Dataset rows:
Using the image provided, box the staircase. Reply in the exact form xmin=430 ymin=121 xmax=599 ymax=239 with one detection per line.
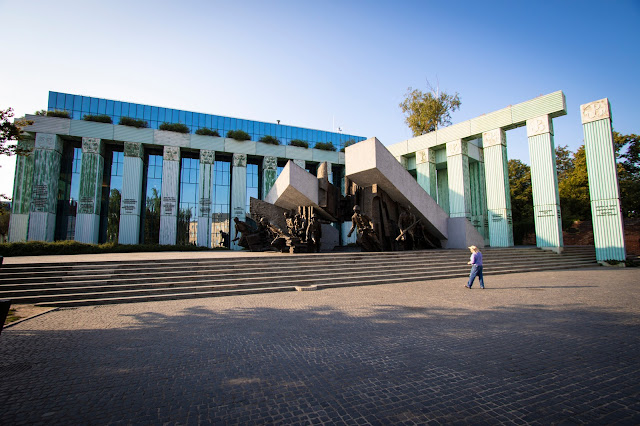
xmin=0 ymin=246 xmax=597 ymax=307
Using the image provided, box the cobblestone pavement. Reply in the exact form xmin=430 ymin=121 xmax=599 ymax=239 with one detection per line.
xmin=0 ymin=268 xmax=640 ymax=425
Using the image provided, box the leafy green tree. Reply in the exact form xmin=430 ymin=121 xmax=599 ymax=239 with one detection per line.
xmin=399 ymin=81 xmax=462 ymax=136
xmin=508 ymin=160 xmax=535 ymax=244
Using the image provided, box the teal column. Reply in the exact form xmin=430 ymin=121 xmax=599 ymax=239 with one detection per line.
xmin=196 ymin=149 xmax=216 ymax=247
xmin=482 ymin=129 xmax=516 ymax=247
xmin=527 ymin=115 xmax=564 ymax=253
xmin=416 ymin=148 xmax=438 ymax=199
xmin=580 ymin=98 xmax=627 ymax=262
xmin=262 ymin=157 xmax=278 ymax=198
xmin=229 ymin=154 xmax=248 ymax=250
xmin=160 ymin=146 xmax=180 ymax=245
xmin=75 ymin=138 xmax=104 ymax=244
xmin=118 ymin=142 xmax=144 ymax=244
xmin=28 ymin=133 xmax=62 ymax=241
xmin=9 ymin=140 xmax=35 ymax=243
xmin=447 ymin=139 xmax=471 ymax=220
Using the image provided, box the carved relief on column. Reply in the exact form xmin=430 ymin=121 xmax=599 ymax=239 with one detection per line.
xmin=580 ymin=98 xmax=611 ymax=124
xmin=527 ymin=115 xmax=553 ymax=137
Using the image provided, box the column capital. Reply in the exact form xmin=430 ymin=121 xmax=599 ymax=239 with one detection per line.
xmin=233 ymin=154 xmax=247 ymax=167
xmin=447 ymin=139 xmax=469 ymax=157
xmin=527 ymin=115 xmax=553 ymax=138
xmin=262 ymin=156 xmax=278 ymax=170
xmin=482 ymin=128 xmax=507 ymax=148
xmin=124 ymin=142 xmax=144 ymax=158
xmin=580 ymin=98 xmax=611 ymax=124
xmin=200 ymin=149 xmax=216 ymax=164
xmin=162 ymin=145 xmax=180 ymax=161
xmin=82 ymin=137 xmax=102 ymax=154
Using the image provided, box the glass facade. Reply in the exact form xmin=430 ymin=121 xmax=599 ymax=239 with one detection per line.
xmin=48 ymin=92 xmax=366 ymax=150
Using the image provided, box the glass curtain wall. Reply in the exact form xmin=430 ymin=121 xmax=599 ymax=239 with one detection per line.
xmin=105 ymin=150 xmax=124 ymax=243
xmin=141 ymin=152 xmax=162 ymax=244
xmin=55 ymin=143 xmax=82 ymax=240
xmin=177 ymin=153 xmax=200 ymax=245
xmin=211 ymin=161 xmax=231 ymax=248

▶ WRITTEN INSTRUCTION: Begin at the line that contains "Using the image provided, box the glass facade." and stop after the line that contains "xmin=48 ymin=92 xmax=366 ymax=150". Rewrite those lines, request included, multiplying every coordinate in the answers by 2.05 and rounding to whole numbers with halves rounded up, while leaving the numbers in the request and its format sample unchanged.

▶ SOLUTION TO THIS EXERCISE:
Using the image provided, box the glass facade. Reply in the exact form xmin=430 ymin=121 xmax=599 ymax=239 with one detection per line.
xmin=98 ymin=189 xmax=750 ymax=308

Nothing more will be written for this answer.